* _Objectives_
[A] According to the post on learning lines, which play was the easiest part the writer learned in the last 15 years?
[B] Reproduce word for word the stretch of the post on learning lines from "Mike Daisey is" through "ONE useful answer.".
[C] Resume the post on learning lines, picking up right after its last sentence.

* _Source document_
--- Begin ---

The Playgoer is very generous, as is the Times and almost everyone else, regarding Butz's problems jumping into the production so quickly -- he's had his script in hand for some of the show, and a prompter, though he's probably off-book by now -- and uses this as a starting place for a discussion of "Okay actors, how DO you learn all those lines?" (as he notes, the nauseatingly never-ending question we are all asked by everyone NOT an actor)
Mike Daisey is a helluva lot less forgiving on Butz, feeling that the time indicated in the article is MORE THAN ENOUGH for Butz to have gotten his act and lines together (Daisey has played this part himself a few years back, it should be noted, so he knows of which he speaks here), as it's not THAT long a part in a pretty short play, and he feels it's inexcusable for Butz to be holding a script onstage (let alone on Broadway).
I agree with one of these views a lot more than the other, but I'll get back to that at the end. First, an attempt at an answer to Playgoer's main question, based on my own experience and what I've seen in the many hundreds of actors I've directed and acted with, "How DO you learn all those lines?"
Um, wait, no. There's no ONE useful answer.
Okay, well, actually, there are as many different answers to this as there are actors and plays. Multiplied times each other. And for some answers, there are new problems.
For me (because I can only speak for myself), every play is different and requires different ways to learn lines. Some come easily, some don't. Sometimes you get almost the whole play down in a couple of days, and weeks later you're still shaky on one scene, which you've been working on non-stop, after opening night. Every play now requires me to find THE way THESE lines for THIS character are going to stay in my head. Sometimes I absolutely HAVE to be looking into the eyes of the other actors to remember my lines, and if you asked me to do them elsewhere I couldn't. Sometimes looking at the other actors will make me go up completely. Sometimes the monologues in a script pop right into my head and I can't get the dialogue. Sometimes the reverse.
I used to think that what made it different each time was the playwright's language - that some writers had rhythms and patterns that were easier to get stuck (and that verse was easiest of all). The easiest time I ever had learning a part in the last 15 years was in Kirk Bromley's verse play The Burnt Woman of Harvard in 2001, where I would show up to the first rehearsal of every scene completely on-book and by the time we'd have run the scene four or five times I would be completely off-book (to my amazement), for that section for the rest of the rehearsal/performance process! I thought it was Bromley's verse, but when I did another verse play by Bromley a few months later, I was completely at sea and struggling with lines for the entire run.
I'm beginning to think more and more that it's the character you are creating that dictates your relationship to your lines - if you and the character are in sync right away, maybe, the lines will be coming out of you properly . . . but this is a recent development.
The whole process changes as you get older - at least it did for me. From ages 15 to 25 I could learn an entire play (everyone's lines, not just my own) in a couple of days by reading it aloud a couple of times, and for years that's all I did to learn my lines, read my part aloud a couple of times (mumbling my cues as a lead-in), and show up to rehearsals knowing it. No problem -- I learned Marlowe's Faustus in a couple of days at age 24, word-perfect, this way (including the Latin, once I'd researched the pronunciation).

--- End ---

* _Provided material_

--- Begin ---

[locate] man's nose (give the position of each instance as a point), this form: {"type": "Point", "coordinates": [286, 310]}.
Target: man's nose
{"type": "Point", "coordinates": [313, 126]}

--- End ---

* _In response_
[A] Kirk Bromley's verse play The Burnt Woman of Harvard, in 2001.

[B]
Mike Daisey is a helluva lot less forgiving on Butz, feeling that the time indicated in the article is MORE THAN ENOUGH for Butz to have gotten his act and lines together (Daisey has played this part himself a few years back, it should be noted, so he knows of which he speaks here), as it's not THAT long a part in a pretty short play, and he feels it's inexcusable for Butz to be holding a script onstage (let alone on Broadway).
I agree with one of these views a lot more than the other, but I'll get back to that at the end. First, an attempt at an answer to Playgoer's main question, based on my own experience and what I've seen in the many hundreds of actors I've directed and acted with, "How DO you learn all those lines?"
Um, wait, no. There's no ONE useful answer.

[C]
Then it started getting tougher, for whatever reason (sometimes I think my brain just plumb done got full), and they didn't just stick in my head like they used to. By the time I was 30, I had lost the ability to just know all my lines after a couple of repetitions, and, even worse, I had never learned any other technique to get them down.
For the last 10 years - ages 30 to 40 - line memorization has more and more become a torturous, terrifying process for me, most of the time. I can go through a script repeatedly, all day, for several days, each day working until I can do all of my lines for the whole play perfectly, and then wake up the next morning with over half of them gone. Terrifying. I am now almost always shaky, or worse, on opening nights, and I haven't found anything that improves matters consistently.
The closest thing to anything that works for me now, at least what works best, is to work alone in the actual theatre space -- since, more often than not, I'm acting at The Brick and I have access at many times when I can be there alone, I'm very lucky. I have to be on my feet, going through the actual blocking, over and over and over again, for many many hours. Preferably at least three 8-hour days. Doing the entire play. Over and over and over again. Alone, because if I get other voices in my head apart from the other actors' it'll screw me up. And that's BESIDES working on it at home, where I can sit down with the script and carefully think about interpretation and subtleties. The time on the feet in the space is just about DOING it, getting the lines into actual muscle memory, less than thinking about it.
It doesn't get me perfect, but it can get me close. When the time I have set aside to actually do this work gets taken away from me for various production reasons (which has happened on several occasions), I'll be lucky to get through the first two performances. After that, I'll be fine. Generally.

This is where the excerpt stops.